-- TASK DATA --
────────
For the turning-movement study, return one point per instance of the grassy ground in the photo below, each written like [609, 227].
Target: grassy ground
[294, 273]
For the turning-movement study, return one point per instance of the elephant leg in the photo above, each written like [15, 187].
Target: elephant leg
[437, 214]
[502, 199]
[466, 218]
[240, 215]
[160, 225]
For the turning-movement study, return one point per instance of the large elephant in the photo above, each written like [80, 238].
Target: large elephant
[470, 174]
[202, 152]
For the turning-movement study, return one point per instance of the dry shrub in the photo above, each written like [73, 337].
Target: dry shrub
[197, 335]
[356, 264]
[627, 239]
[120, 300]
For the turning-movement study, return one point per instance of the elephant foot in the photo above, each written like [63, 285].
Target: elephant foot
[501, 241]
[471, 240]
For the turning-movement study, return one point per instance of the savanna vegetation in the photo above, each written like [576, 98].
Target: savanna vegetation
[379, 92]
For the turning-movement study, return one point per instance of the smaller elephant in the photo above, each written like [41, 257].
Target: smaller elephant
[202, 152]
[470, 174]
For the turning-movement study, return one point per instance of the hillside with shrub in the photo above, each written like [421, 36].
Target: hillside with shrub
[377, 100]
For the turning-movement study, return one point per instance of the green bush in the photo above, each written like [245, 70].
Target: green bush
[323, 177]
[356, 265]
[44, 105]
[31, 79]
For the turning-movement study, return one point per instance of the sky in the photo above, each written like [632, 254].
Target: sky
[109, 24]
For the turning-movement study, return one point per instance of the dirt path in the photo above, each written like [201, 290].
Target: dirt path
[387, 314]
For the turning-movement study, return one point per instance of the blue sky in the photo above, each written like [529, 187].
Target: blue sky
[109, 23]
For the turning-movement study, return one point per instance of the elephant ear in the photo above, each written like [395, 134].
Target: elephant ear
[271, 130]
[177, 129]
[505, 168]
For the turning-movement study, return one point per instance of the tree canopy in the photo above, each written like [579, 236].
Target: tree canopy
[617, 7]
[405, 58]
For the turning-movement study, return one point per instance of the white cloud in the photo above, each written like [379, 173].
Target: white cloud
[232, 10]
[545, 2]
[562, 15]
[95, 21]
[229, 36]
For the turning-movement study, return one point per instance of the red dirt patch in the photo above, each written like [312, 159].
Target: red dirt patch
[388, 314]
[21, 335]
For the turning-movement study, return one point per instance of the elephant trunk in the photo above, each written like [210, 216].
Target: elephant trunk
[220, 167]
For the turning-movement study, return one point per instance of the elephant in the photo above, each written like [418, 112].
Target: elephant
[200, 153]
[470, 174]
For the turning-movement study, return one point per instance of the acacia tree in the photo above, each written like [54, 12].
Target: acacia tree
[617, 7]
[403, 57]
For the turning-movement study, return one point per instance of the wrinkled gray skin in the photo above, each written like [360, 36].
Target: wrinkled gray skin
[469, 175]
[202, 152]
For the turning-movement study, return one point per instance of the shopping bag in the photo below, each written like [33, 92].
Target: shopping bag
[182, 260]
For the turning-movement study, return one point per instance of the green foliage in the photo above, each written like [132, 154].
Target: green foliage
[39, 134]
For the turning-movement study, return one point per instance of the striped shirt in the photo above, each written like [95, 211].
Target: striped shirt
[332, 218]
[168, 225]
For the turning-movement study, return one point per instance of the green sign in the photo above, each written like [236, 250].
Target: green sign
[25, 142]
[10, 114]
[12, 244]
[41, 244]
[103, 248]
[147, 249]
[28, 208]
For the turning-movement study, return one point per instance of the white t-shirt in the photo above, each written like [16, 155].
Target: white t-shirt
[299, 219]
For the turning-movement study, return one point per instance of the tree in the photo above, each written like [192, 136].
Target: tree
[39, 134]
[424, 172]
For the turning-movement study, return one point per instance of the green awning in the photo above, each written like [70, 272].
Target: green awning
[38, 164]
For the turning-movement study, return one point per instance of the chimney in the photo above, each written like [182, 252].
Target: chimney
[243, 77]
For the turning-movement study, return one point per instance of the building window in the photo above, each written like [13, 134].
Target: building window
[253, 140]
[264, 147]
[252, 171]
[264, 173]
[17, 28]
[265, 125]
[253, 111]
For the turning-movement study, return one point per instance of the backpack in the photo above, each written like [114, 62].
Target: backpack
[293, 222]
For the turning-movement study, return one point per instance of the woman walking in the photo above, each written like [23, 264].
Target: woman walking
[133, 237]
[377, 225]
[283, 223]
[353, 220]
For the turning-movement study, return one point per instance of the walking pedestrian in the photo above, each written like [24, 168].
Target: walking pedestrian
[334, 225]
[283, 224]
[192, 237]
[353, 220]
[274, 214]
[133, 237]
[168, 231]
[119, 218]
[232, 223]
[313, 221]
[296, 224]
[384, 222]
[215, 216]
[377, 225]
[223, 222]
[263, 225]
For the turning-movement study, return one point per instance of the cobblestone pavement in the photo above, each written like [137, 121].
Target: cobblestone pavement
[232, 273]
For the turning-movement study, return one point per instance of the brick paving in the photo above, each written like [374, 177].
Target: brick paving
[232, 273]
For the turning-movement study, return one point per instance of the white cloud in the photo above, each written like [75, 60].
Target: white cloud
────────
-- PROBLEM DESCRIPTION --
Reproduce every record above word for word, with no changes.

-- EXPECTED ANSWER --
For the turning-movement study, return one point per instance of the grassy ground in the photo below, each written like [609, 227].
Target: grassy ground
[294, 273]
For the turning-movement study, return one point per instance of the elephant leg in the photo above, each written like [15, 187].
Target: elephant leg
[437, 214]
[502, 199]
[466, 218]
[240, 215]
[160, 225]
For the turning-movement study, return one point per instance of the large elephant in the photo above, each written like [80, 238].
Target: large elephant
[470, 174]
[202, 152]
For the turning-movement study, return one point per instance of the dry shrub in the photo above, each written like [73, 337].
Target: dry shrub
[197, 335]
[356, 264]
[627, 239]
[120, 300]
For the turning-movement study, return one point per instance of the elephant foot in the photo above, each written like [63, 285].
Target: elephant foot
[501, 241]
[471, 240]
For the turning-movement study, return one point per instance of the savanna vegetation in the photo above, each written like [576, 98].
Target: savanna vegetation
[379, 92]
For the turning-movement study, return one point per instance of the smaller elephant in the photo above, each written like [41, 257].
Target: smaller elephant
[202, 152]
[470, 174]
For the turning-movement study, return one point per instance of the hillside with shrub in the photo above, each written like [421, 36].
Target: hillside with shrub
[377, 100]
For the turning-movement study, return one point per instance of the green bush in the photo above, each written like [245, 70].
Target: green bush
[323, 177]
[356, 265]
[44, 105]
[31, 79]
For the turning-movement study, return one point per instance of the sky in the photo above, each written like [632, 254].
Target: sky
[109, 24]
For the turning-movement study, return one point per instance of the dirt path in the photo above, each written like [201, 290].
Target: dirt path
[387, 314]
For the turning-movement study, return one point per instance of the blue sky in the photo above, each written like [529, 187].
Target: blue sky
[109, 23]
For the turning-movement study, return one point per instance of the elephant ear in the photo above, each written like [395, 134].
Target: elephant ear
[271, 130]
[177, 129]
[505, 168]
For the turning-movement study, return one point per instance of the tree canopy in the photo above, each written like [579, 236].
Target: tree canopy
[617, 7]
[405, 58]
For the turning-movement study, return one point per instance of the white cloud in the photo above, each written like [379, 173].
Target: white cloud
[232, 10]
[545, 2]
[562, 15]
[95, 21]
[229, 36]
For the turning-movement study, return one point per instance of the red dirt patch in the photo above, each written like [312, 159].
Target: red dirt patch
[388, 314]
[21, 335]
For the turning-movement study, return one point per instance of the elephant trunk in the photo above, each written like [210, 216].
Target: elephant trunk
[220, 167]
For the turning-movement study, return one point per instance of the elephant in the photo above, each written like [418, 112].
Target: elephant
[200, 153]
[470, 174]
For the turning-movement study, return one point per instance of the acacia tree in the photo above, each written like [54, 12].
Target: acacia tree
[617, 7]
[403, 57]
For the turning-movement study, return one point per instance of the wrinkled gray skin in the photo above, each written like [360, 36].
Target: wrinkled gray skin
[469, 175]
[202, 152]
For the turning-movement study, return one point per instance of the shopping bag in the photo below, each written like [33, 92].
Target: shopping bag
[182, 260]
For the turning-movement study, return one point per instance of the green foliage in the photo above, each written like [132, 154].
Target: green foliage
[39, 134]
For the turning-movement study, return one point per instance of the striped shirt in the photo above, each written like [95, 211].
Target: striped shirt
[332, 218]
[168, 225]
For the turning-movement study, return one point per instance of the green sign in the photo above, each written like [236, 250].
Target: green sign
[25, 142]
[10, 114]
[12, 244]
[41, 244]
[103, 248]
[147, 249]
[28, 208]
For the turning-movement study, return one point per instance of the white t-shirt in the photo above, each written like [16, 155].
Target: white t-shirt
[299, 219]
For the turning-movement study, return one point per instance of the tree in the photo above, each written like [192, 136].
Target: tree
[39, 134]
[424, 172]
For the turning-movement study, return one point per instance of the green awning in the photo above, each written like [70, 272].
Target: green awning
[38, 164]
For the turning-movement study, return one point per instance of the chimney in the photo above, each written like [182, 252].
Target: chimney
[243, 77]
For the turning-movement study, return one point per instance of the building window in the photo above, each written like [13, 134].
Target: building window
[253, 140]
[264, 147]
[252, 171]
[264, 173]
[17, 28]
[265, 125]
[253, 111]
For the turning-movement study, return one point per instance of the backpack in the photo above, each written like [114, 62].
Target: backpack
[293, 222]
For the turning-movement study, return one point per instance of the woman walking in the photo above, each written like [23, 264].
Target: woman walking
[133, 237]
[377, 225]
[283, 223]
[353, 220]
For the turning-movement study, return one point per instance of the walking pedestrian in the photo above, each written like [24, 168].
Target: walking pedestrian
[334, 225]
[283, 224]
[192, 237]
[353, 220]
[274, 214]
[133, 237]
[168, 231]
[119, 218]
[232, 223]
[313, 221]
[296, 224]
[384, 222]
[215, 216]
[377, 225]
[223, 222]
[263, 225]
For the turning-movement study, return one point per instance of the cobblestone pavement in the photo above, each written like [137, 121].
Target: cobblestone pavement
[232, 273]
For the turning-movement study, return one point per instance of the brick paving in the photo above, each written like [374, 177].
Target: brick paving
[232, 273]
For the turning-movement study, return one point per instance of the white cloud in the photo above, each written like [75, 60].
Target: white cloud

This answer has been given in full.